Data for processing

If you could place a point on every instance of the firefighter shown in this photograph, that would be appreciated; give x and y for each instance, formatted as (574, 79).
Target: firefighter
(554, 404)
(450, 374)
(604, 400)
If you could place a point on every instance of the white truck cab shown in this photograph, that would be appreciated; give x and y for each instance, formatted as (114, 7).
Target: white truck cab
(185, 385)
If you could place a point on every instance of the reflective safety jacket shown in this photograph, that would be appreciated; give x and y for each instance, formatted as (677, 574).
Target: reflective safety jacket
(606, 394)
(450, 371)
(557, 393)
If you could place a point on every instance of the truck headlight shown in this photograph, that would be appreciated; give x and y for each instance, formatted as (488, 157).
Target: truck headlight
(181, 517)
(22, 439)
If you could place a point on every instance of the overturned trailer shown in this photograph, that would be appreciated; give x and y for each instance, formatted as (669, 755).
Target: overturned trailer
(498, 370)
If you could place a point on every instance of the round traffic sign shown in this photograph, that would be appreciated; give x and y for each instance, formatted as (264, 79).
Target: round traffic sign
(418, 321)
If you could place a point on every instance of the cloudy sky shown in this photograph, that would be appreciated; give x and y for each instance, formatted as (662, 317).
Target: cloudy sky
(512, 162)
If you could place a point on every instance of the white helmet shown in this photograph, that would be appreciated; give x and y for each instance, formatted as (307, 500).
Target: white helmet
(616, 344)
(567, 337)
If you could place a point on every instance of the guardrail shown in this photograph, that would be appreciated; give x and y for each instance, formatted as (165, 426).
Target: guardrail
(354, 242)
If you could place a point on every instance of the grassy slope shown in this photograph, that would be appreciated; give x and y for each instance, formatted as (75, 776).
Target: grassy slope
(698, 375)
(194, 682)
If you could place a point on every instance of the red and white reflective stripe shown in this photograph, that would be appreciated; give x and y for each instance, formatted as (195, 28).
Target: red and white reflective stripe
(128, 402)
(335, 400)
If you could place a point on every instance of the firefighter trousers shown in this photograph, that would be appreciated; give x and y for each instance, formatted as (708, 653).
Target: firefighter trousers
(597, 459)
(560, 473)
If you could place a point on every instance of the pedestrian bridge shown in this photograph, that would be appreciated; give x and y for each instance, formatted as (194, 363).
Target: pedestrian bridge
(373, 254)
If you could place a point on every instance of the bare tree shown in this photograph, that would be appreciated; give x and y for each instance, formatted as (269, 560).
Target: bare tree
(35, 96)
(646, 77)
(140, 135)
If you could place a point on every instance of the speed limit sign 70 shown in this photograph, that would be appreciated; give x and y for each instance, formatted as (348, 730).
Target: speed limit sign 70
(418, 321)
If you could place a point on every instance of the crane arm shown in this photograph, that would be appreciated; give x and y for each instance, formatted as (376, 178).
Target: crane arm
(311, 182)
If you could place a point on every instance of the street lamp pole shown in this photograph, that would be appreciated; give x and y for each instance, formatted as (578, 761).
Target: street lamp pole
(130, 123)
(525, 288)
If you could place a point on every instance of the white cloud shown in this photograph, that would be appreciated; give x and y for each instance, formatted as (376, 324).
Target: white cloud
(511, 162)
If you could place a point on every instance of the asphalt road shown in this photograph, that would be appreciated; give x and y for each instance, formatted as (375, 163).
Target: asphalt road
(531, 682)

Instructions to follow
Repeat each record exactly, leaving nothing out.

Exercise result
If you could place a point on every instance of the firefighter shown in this photograph, that would be appreciated; give x and y for each instance, formatted as (574, 79).
Target: firefighter
(554, 404)
(450, 374)
(604, 400)
If you could place a point on every instance of the white truck cab shown in this photograph, that would be appreciated; give x and y for each instance, formatted as (114, 7).
Target: white truck cab
(185, 385)
If you could place a point on every instance of the reflective safety jacket shown in this photograph, that would be appreciated; give x and y for each instance, formatted as (677, 574).
Target: reflective safety jacket
(606, 394)
(450, 371)
(557, 393)
If you could place a point on every instance of the truck headlight shown in this photograph, that would be appreciated; give x and y for each instance, formatted as (488, 157).
Target: truck headlight
(181, 517)
(22, 439)
If you could place a point on every instance of the overturned trailer shown in this photograph, that would be appreciated; give x and y for each instance, formatted as (669, 755).
Target: overturned trailer
(498, 370)
If you could place a point on every instance of the round traffic sign shown in this photograph, that would be appreciated; give x and y for each instance, formatted as (264, 79).
Target: round traffic sign
(418, 321)
If you could place a point on every instance of the cloudy sky shown in this photograph, that would be appreciated; give x and y for each instance, formatted as (662, 317).
Target: cloudy sky
(512, 162)
If you could place a point on every instance of the white helmet shown in this photograph, that would be appreciated; give x and y for each instance, formatted as (307, 500).
Target: white helmet
(616, 344)
(567, 337)
If you could place a point on every instance of the guardrail shown in this photograph, that would be appreciated; give x and y for each instance, formatted as (165, 426).
Target: guardrail
(354, 242)
If you could place a point on every instance of the grassy slope shown in this photograph, that would be appreciated; give x and y for each instance, formatted as (75, 776).
Target: grassy slope
(698, 375)
(194, 682)
If you could place a point on every instance of the red and white reflective stripe shown in this photograph, that would be appreciated; give x and y for each instance, formatted as (195, 28).
Target: red and white reflective stripe
(128, 402)
(335, 400)
If you could place a point on every instance of the firefighter trousers shown in this photograph, that would be appreciated; give x and y for each instance, formatted as (708, 653).
Target: firefighter trousers
(597, 459)
(560, 473)
If you could place a point on every instance of the pedestrian bridge shown in this photograph, that would be appreciated; give x and y for each instance, formatted as (194, 363).
Target: pedestrian bridge
(373, 254)
If you could place a point on every instance of the bare tree shown in this photograph, that would be appreciated; give x and y for each instance, formatted as (269, 560).
Target: bare tree
(35, 96)
(646, 77)
(140, 135)
If you could place a point on every instance of the speed limit sign 70 shown in this photograph, that would be appreciated; give x and y for each instance, formatted as (348, 730).
Target: speed limit sign 70
(418, 321)
If you could place a point on every instance of the crane arm shown in this photograph, that would be appreciated; give x and y for each instance, formatted as (376, 178).
Target: crane arm
(311, 182)
If you could place a point on every instance of the street lamp pole shown in this photograph, that would be appreciated; give x and y for each instance, formatted as (578, 761).
Target: street lamp pole
(130, 123)
(525, 288)
If you could place a point on every instance of the white cloud shown in this photograph, that would be appreciated; give x and y for each instance, formatted as (376, 324).
Target: white cloud
(511, 162)
If you could place a point on every instance of the asphalt road shown in this photograph, that would be appreciated; give x and y for each instance, formatted as (375, 163).
Target: asphalt road
(531, 682)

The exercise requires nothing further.